Written exercise.
Copy the data below word for word, starting at the line that contains "Could you provide the mask of every instance of the roof?" and ending at the final line of the data, with both of those lines included.

Available data.
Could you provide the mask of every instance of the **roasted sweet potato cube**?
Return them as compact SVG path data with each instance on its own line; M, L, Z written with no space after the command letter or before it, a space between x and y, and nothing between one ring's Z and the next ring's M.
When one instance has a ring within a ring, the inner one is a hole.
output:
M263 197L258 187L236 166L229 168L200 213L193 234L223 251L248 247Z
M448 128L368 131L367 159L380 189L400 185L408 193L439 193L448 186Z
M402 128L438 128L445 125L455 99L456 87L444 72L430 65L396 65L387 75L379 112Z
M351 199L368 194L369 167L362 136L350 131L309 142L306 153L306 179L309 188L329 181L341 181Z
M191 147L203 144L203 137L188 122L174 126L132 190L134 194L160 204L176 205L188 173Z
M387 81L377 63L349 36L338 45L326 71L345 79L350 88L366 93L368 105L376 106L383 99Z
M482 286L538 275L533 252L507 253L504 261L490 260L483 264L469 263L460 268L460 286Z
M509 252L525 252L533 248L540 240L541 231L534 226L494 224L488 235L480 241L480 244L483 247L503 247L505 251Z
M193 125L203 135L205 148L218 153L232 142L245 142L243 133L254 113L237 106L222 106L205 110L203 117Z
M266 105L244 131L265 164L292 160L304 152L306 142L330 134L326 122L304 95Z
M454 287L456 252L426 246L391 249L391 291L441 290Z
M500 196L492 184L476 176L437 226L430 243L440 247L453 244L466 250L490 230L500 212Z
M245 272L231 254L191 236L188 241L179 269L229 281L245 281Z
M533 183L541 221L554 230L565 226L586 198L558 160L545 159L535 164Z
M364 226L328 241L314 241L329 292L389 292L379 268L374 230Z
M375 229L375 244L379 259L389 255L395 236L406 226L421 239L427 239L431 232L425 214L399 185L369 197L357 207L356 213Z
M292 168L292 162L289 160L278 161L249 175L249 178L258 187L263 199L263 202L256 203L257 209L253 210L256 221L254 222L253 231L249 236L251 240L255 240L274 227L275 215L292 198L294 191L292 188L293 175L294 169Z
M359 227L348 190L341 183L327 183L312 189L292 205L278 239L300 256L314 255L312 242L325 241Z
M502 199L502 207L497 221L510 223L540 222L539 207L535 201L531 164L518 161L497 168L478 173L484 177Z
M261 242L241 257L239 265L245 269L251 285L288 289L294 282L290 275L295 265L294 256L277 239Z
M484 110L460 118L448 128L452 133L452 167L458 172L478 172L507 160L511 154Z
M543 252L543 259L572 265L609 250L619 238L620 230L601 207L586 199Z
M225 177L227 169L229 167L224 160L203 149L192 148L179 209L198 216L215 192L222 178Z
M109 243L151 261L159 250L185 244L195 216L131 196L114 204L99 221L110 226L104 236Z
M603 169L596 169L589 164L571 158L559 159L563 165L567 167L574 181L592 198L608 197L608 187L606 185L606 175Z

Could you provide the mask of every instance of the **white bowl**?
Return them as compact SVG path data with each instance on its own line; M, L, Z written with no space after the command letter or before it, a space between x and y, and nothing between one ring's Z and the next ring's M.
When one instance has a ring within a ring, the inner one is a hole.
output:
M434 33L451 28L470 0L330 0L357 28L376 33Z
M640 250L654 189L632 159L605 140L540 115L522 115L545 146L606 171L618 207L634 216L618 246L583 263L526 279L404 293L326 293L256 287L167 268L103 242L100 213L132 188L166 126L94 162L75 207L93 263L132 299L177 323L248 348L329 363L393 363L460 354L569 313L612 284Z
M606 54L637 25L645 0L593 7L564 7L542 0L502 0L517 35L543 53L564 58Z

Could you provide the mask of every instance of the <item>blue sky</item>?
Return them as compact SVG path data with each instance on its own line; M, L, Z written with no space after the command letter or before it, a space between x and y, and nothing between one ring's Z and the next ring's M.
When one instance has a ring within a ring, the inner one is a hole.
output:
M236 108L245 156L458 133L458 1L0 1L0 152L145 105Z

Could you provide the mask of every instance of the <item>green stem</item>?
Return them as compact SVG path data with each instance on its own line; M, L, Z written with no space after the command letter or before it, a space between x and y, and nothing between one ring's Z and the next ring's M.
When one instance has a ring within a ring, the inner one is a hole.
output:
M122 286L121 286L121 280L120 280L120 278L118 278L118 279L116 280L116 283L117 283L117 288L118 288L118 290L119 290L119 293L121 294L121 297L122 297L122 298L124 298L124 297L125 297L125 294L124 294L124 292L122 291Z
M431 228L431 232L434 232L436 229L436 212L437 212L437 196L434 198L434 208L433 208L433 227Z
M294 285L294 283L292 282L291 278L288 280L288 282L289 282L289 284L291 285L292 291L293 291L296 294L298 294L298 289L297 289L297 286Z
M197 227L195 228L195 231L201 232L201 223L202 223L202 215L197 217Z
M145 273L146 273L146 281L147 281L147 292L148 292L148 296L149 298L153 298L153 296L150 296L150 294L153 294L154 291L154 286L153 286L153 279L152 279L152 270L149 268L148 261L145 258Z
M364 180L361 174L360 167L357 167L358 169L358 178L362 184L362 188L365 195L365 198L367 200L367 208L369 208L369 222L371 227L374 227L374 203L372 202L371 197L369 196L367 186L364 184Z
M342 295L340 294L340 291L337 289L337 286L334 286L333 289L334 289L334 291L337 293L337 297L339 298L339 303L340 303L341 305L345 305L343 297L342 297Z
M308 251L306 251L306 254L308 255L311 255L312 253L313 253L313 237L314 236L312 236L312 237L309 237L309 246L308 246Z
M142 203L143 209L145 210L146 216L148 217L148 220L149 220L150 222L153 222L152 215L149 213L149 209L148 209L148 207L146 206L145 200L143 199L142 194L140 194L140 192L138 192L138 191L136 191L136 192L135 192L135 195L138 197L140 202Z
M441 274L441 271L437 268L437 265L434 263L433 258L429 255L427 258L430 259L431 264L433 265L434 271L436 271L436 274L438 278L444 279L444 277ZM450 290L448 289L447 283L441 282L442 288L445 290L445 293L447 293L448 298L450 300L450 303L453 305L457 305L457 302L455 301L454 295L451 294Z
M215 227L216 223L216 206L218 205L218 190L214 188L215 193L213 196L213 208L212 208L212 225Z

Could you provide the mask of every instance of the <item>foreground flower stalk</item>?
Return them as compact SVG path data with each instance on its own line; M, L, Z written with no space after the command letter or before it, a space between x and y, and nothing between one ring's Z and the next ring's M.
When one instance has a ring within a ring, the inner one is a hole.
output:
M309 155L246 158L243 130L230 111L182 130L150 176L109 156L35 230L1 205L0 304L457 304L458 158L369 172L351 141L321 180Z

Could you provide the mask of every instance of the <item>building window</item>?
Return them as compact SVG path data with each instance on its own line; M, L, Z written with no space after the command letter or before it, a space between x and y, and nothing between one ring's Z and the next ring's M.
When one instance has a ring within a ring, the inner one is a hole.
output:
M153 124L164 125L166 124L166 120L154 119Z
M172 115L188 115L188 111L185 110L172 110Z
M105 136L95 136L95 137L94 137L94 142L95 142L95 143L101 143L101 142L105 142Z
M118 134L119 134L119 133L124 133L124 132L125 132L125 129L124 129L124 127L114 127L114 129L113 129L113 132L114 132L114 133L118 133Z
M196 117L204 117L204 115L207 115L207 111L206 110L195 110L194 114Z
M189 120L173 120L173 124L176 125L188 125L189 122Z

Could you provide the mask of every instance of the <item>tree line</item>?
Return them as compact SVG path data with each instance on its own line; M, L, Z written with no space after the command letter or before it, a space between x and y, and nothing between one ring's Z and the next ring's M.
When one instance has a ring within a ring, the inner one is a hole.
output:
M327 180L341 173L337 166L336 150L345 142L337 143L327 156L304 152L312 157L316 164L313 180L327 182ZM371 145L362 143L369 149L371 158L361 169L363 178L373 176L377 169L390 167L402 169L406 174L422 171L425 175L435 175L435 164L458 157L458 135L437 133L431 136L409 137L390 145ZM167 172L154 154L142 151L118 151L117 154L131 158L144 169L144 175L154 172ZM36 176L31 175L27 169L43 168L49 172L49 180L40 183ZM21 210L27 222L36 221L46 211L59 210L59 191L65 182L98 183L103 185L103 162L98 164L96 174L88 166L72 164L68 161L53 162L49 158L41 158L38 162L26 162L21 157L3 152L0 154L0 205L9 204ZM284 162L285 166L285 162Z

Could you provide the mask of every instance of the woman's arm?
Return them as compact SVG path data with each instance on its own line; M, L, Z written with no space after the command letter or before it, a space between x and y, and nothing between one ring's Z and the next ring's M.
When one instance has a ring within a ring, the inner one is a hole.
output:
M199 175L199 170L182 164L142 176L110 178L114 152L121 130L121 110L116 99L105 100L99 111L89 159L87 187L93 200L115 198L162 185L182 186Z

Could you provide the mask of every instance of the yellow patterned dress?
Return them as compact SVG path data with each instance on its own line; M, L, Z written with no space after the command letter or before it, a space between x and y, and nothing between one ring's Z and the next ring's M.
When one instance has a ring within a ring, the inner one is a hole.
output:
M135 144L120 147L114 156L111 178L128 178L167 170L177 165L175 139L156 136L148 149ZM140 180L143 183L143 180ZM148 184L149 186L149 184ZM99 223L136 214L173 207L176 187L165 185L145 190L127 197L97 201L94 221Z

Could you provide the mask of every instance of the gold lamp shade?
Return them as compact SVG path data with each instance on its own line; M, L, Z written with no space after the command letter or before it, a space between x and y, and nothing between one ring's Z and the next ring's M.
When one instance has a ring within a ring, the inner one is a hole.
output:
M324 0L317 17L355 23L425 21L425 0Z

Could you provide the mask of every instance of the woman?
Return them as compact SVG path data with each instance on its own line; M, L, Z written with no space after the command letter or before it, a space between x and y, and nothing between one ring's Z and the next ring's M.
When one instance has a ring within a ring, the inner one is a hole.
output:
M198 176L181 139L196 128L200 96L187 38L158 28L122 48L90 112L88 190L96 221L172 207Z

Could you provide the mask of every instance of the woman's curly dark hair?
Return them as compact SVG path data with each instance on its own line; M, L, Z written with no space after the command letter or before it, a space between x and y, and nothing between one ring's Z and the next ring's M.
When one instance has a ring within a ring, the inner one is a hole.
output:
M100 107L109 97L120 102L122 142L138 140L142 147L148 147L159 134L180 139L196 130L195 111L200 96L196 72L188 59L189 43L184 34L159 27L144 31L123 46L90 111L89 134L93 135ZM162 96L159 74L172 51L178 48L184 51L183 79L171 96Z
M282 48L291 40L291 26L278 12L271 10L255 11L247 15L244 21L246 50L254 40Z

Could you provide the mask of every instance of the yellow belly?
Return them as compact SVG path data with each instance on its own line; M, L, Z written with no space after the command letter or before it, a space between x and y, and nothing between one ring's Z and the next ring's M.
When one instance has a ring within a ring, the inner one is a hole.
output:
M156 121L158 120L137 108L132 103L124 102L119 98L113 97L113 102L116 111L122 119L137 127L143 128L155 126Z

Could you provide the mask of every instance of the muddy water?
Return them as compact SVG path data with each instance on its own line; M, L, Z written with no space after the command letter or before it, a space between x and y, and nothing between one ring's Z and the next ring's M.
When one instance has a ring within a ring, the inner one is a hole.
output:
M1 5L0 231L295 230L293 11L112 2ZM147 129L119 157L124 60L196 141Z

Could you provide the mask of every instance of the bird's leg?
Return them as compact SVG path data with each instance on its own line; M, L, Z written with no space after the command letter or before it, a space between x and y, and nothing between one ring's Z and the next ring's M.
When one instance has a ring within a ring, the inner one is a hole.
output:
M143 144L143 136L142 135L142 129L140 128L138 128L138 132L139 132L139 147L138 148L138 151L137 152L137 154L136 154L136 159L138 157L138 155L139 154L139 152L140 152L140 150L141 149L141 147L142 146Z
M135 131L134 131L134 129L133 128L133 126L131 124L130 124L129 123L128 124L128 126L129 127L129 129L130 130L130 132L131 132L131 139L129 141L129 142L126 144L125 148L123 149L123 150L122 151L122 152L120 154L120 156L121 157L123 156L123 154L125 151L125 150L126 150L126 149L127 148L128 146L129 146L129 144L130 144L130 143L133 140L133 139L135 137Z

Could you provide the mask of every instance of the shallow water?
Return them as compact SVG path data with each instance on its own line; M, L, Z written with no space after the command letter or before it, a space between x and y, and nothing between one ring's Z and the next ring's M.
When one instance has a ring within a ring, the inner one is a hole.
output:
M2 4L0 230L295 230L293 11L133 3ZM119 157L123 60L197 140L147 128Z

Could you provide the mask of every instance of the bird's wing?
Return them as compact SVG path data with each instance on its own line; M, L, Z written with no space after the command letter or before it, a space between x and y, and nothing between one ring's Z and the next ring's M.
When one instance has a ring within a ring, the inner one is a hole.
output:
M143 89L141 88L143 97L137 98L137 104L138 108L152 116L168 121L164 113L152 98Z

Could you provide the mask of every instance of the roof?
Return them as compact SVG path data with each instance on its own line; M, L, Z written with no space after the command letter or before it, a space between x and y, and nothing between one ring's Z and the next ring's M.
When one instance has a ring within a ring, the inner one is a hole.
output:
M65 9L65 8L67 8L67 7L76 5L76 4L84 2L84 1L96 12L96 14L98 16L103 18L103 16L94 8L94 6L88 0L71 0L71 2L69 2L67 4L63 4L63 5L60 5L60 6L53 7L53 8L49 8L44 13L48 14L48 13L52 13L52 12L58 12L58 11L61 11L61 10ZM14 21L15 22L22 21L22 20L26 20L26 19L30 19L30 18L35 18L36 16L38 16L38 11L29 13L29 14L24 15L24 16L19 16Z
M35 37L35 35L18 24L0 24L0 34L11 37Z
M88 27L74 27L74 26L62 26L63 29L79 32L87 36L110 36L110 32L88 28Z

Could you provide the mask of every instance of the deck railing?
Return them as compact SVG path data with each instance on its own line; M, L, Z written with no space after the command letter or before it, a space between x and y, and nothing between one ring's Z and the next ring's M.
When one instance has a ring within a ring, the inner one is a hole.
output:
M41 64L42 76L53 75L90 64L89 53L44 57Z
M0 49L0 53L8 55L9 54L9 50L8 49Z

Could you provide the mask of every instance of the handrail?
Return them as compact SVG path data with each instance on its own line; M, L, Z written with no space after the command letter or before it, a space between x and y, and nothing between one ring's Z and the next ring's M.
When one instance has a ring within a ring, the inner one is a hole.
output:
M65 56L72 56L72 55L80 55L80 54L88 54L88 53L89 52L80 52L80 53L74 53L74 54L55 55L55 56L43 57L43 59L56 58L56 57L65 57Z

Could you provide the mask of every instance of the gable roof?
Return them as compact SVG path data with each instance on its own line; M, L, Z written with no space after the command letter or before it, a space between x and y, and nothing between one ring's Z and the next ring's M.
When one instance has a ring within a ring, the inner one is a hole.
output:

Written answer.
Could you provide the mask of every instance of the roof?
Return them as compact SVG path data with each instance on its own line; M, L, Z written with no space after the command letter or before it, a space between x and y, and nothing between one ring's Z and the next ring's M.
When one instance has a ring within a ring, the inner one is a hole.
output:
M65 9L65 8L67 8L67 7L76 5L76 4L84 2L84 1L96 12L96 14L98 16L103 18L103 16L94 8L94 6L88 0L71 0L71 2L69 2L67 4L63 4L63 5L60 5L60 6L53 7L53 8L49 8L44 13L48 14L48 13L52 13L52 12L58 12L58 11L61 11L61 10ZM14 21L15 22L22 21L22 20L26 20L26 19L30 19L30 18L35 18L36 16L38 16L38 11L29 13L29 14L24 15L24 16L19 16Z
M35 37L35 35L18 24L0 24L0 34L11 37Z
M88 27L74 27L74 26L62 26L63 29L79 32L87 36L110 36L110 32L88 28Z

Could you provide the mask of every instance of the deck railing?
Return them as compact SVG path data with each instance on its own line; M, L, Z written with no space after the command letter or before it, a space between x and y, and nothing between one ring's Z and the next ring's M.
When one instance has a ring within a ring, the inner one is a hole.
output:
M41 64L42 76L53 75L90 64L89 53L44 57Z
M0 49L0 53L8 55L9 54L9 50L8 49Z

Could you provide the mask of every instance of the handrail?
Return them as compact SVG path data with each instance on its own line; M, L, Z written with no space after the command letter or before it, a space between x and y, and nothing between one ring's Z and the next ring's M.
When one instance has a ring within a ring, the inner one is a hole.
output:
M65 56L72 56L72 55L80 55L80 54L88 54L88 53L89 52L80 52L80 53L74 53L74 54L55 55L55 56L43 57L43 59L56 58L56 57L65 57Z

Could you provide the mask of every instance of the gable roof?
Return them as compact SVG path data with each instance on its own line; M, L, Z written with no space after the command letter or before it, a space between x and y, and nothing between one ring's Z and the next ring's M.
When one instance has a ring within a ring, the inner one is a hole.
output:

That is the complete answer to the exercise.